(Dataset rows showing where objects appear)
====================

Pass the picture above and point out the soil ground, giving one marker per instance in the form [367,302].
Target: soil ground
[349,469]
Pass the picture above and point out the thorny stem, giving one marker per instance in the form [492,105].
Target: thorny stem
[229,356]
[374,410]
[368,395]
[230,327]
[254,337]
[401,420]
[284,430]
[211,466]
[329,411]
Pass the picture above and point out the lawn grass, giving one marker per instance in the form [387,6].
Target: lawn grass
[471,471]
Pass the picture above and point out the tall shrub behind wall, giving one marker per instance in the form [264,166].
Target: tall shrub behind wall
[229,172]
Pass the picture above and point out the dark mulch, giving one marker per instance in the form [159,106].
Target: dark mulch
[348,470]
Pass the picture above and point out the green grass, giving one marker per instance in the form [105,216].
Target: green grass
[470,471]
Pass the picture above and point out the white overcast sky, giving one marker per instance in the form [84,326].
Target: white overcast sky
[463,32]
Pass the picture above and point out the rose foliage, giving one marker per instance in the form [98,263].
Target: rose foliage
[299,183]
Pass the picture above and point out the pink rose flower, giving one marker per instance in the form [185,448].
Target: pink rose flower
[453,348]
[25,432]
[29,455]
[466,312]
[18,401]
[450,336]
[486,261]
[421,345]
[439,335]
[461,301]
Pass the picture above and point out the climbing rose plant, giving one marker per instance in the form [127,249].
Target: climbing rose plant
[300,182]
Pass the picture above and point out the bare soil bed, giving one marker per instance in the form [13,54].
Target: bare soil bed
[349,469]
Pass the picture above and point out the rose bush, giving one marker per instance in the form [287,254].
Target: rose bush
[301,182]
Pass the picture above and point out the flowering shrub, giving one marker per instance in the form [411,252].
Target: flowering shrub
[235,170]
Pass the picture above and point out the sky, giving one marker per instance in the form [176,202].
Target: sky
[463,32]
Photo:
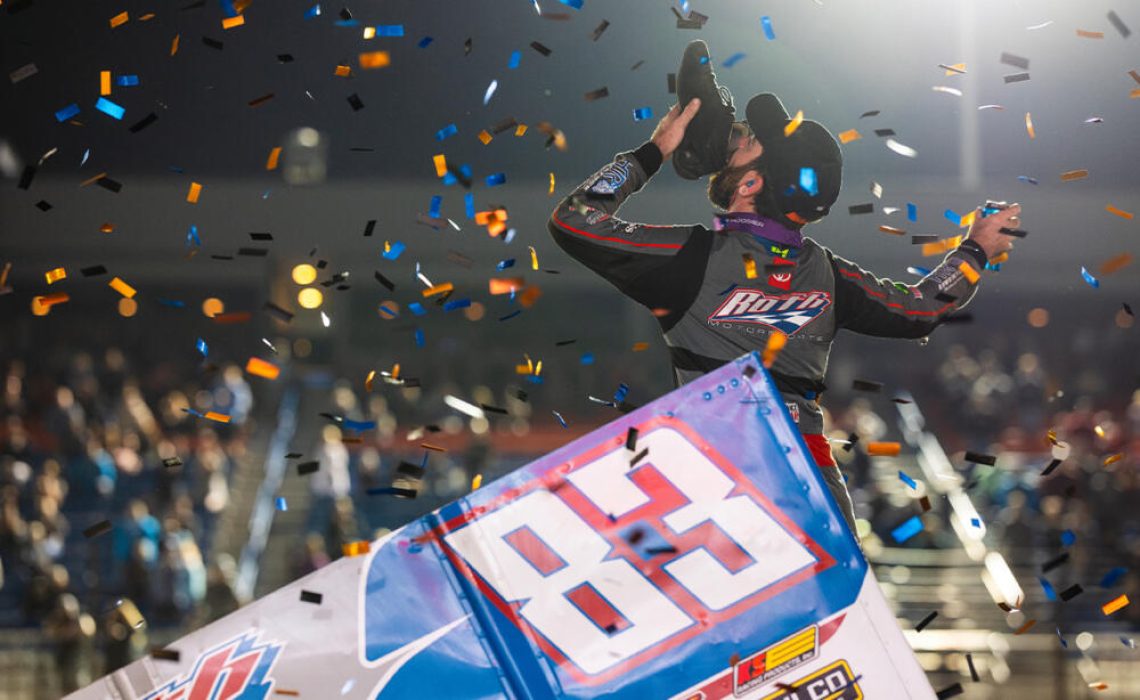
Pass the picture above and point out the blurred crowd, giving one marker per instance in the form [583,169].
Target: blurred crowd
[89,441]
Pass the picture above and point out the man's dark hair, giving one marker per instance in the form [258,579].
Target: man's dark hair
[723,184]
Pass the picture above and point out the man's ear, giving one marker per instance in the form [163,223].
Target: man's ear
[750,184]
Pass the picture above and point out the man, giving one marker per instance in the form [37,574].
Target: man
[722,293]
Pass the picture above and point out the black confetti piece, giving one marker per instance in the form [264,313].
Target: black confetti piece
[309,596]
[100,528]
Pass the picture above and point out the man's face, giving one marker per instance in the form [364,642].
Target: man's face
[743,145]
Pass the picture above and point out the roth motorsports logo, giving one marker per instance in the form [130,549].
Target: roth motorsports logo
[786,312]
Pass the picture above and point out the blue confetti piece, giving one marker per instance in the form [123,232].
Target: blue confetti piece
[643,113]
[110,108]
[446,131]
[909,529]
[1113,577]
[393,251]
[621,392]
[766,23]
[732,59]
[67,112]
[192,237]
[808,181]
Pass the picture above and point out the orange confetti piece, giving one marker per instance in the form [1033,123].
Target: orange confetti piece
[1116,603]
[884,449]
[749,266]
[260,367]
[505,285]
[122,287]
[794,124]
[776,342]
[355,548]
[438,289]
[969,273]
[374,59]
[1115,263]
[1118,212]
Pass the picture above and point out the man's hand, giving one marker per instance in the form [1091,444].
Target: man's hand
[987,233]
[670,130]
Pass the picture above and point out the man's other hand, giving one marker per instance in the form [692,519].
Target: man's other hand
[670,130]
[986,232]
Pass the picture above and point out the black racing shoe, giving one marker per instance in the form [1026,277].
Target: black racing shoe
[705,148]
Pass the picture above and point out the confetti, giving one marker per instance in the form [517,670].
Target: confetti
[901,148]
[884,449]
[909,529]
[794,124]
[260,367]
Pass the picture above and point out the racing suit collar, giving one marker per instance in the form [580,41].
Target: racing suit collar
[762,227]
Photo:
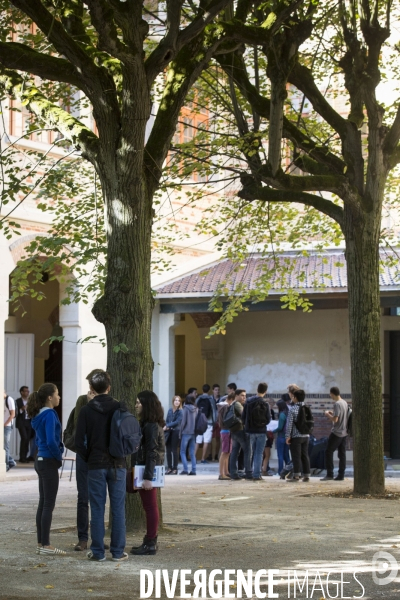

====================

:: STATED GOAL ::
Substitute "zipper" for "collar" in the stretch from the line containing "Pass the picture above and point out the racing" through the end of the records, and write those lines out again with nothing else changed and the pictures left out.

:: EXERCISE SOLUTION ::
Pass the picture above and point out the racing suit zipper, giving one marker per instance in the form [580,41].
Target: racing suit zipper
[762,227]
Photo:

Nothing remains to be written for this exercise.